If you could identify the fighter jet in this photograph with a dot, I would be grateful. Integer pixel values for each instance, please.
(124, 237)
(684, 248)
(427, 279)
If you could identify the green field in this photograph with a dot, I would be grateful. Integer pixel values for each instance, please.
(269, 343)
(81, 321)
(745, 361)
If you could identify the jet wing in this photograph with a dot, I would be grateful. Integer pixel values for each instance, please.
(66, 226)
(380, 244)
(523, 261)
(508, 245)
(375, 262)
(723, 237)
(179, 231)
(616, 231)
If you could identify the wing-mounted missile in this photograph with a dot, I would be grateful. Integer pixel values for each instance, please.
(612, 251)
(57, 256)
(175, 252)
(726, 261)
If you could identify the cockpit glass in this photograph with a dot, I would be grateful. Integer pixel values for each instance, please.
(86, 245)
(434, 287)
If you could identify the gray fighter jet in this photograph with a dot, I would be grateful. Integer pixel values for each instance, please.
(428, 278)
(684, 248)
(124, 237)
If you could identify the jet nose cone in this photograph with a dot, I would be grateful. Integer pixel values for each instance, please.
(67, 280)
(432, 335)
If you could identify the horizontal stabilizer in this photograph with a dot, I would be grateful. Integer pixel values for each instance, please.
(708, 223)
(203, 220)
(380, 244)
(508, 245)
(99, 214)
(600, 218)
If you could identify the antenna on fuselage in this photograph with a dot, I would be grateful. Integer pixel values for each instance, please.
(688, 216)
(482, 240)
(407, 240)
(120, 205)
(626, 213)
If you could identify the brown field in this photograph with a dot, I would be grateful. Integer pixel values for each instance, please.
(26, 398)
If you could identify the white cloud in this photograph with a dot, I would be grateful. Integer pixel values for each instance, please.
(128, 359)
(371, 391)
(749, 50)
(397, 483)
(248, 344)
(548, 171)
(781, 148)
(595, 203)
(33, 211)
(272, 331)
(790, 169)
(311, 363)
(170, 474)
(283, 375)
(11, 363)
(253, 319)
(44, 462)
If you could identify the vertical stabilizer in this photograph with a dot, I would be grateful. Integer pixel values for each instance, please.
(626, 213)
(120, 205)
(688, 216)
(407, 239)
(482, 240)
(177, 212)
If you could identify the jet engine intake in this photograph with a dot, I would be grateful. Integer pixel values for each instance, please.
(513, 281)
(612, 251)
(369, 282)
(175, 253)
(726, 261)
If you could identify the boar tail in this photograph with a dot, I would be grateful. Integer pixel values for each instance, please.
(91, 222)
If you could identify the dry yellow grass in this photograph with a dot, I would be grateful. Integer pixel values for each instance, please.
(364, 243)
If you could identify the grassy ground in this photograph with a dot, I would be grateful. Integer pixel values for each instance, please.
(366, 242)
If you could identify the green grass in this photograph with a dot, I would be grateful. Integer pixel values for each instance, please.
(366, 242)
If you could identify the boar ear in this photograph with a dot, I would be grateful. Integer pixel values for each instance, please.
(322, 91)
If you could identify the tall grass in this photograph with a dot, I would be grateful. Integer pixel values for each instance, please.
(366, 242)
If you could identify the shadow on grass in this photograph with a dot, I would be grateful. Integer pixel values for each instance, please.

• • •

- **What you need to do**: A precise copy of all the records is needed.

- **Completed exercise**:
If you could identify the fighter jet in this photograph with a dot, I would be grateful. Integer pixel values for each instance, please.
(124, 237)
(684, 248)
(427, 279)
If you could identify the green field in this photograph with a dot, I would be grateful. Integer pixel values for each instance, please.
(269, 343)
(81, 321)
(745, 361)
If you could identify the jet wing in this photograph with a dot, I would be grateful. Integer pixel values for each instance, please.
(66, 226)
(380, 244)
(523, 261)
(508, 245)
(375, 262)
(723, 237)
(179, 231)
(616, 231)
If you could identify the wing-mounted missile in this photograph with a dot, I would be grateful. Integer pixel values for each instance, please.
(612, 251)
(57, 256)
(175, 252)
(726, 261)
If you could identify the cockpit glass in this photograph with a dot, I would be grateful. Integer pixel values for each instance, please.
(86, 245)
(434, 287)
If you could identify the gray fighter jet in this photograph with a dot, I would be grateful. Integer pixel values for each instance, please.
(428, 278)
(684, 248)
(124, 237)
If you could identify the jet nose cone in this photograph with a dot, I would be grateful. Integer pixel values for each instance, please.
(67, 280)
(432, 335)
If you could identify the horizontal stabilizer in this photograph with a dot, I would be grateful. Integer pixel values for each instance, please.
(708, 223)
(203, 220)
(380, 244)
(508, 245)
(99, 214)
(600, 218)
If you could identify the antenna on fuselage in this photograph with a dot, I would be grateful. Integer pixel values for each instance, please.
(688, 216)
(482, 240)
(407, 240)
(120, 205)
(626, 213)
If you could identify the brown field in this photograph with a dot, I would be grateful. Integer pixel values for each instance, please.
(26, 398)
If you could identify the white cloud in this photograph with a dot, I would be grateful. Integer pixel values for each instance, please.
(128, 359)
(371, 391)
(749, 50)
(397, 483)
(248, 344)
(548, 171)
(781, 148)
(595, 203)
(33, 211)
(272, 331)
(790, 169)
(311, 363)
(170, 474)
(283, 375)
(11, 363)
(253, 319)
(44, 462)
If you could identify the vertical stabilizer in this photograph with a dot, I would be grateful. Integer pixel values for each instance, please.
(626, 213)
(120, 205)
(688, 216)
(407, 239)
(482, 240)
(177, 212)
If you could identify the jet engine intake in this photograph with a dot, I would be grateful. Integer pixel values for each instance, please.
(513, 281)
(612, 251)
(369, 282)
(175, 253)
(726, 261)
If you could identify the boar tail in this photograph with a dot, I would be grateful. Integer pixel values for each instance, please.
(91, 222)
If you could identify the dry yellow grass in this photograph with a dot, I would be grateful. Integer pixel values for each instance, please.
(364, 243)
If you could identify the grassy ground in this photograph with a dot, I would be grateful. Integer pixel values for each instance, please.
(366, 242)
If you could identify the green grass in this photograph with a dot, I would be grateful. Integer pixel values for each instance, please.
(366, 242)
If you could identify the boar ear in this photograph with a dot, I would be grateful. Integer pixel values for each instance, please.
(322, 91)
If you could identify the tall grass in this photograph with a dot, I would be grateful. Integer pixel values for each instance, please.
(366, 242)
If you could identify the shadow on grass in this photograph with a dot, I would be grateful. Integer pixel values for each instance, please.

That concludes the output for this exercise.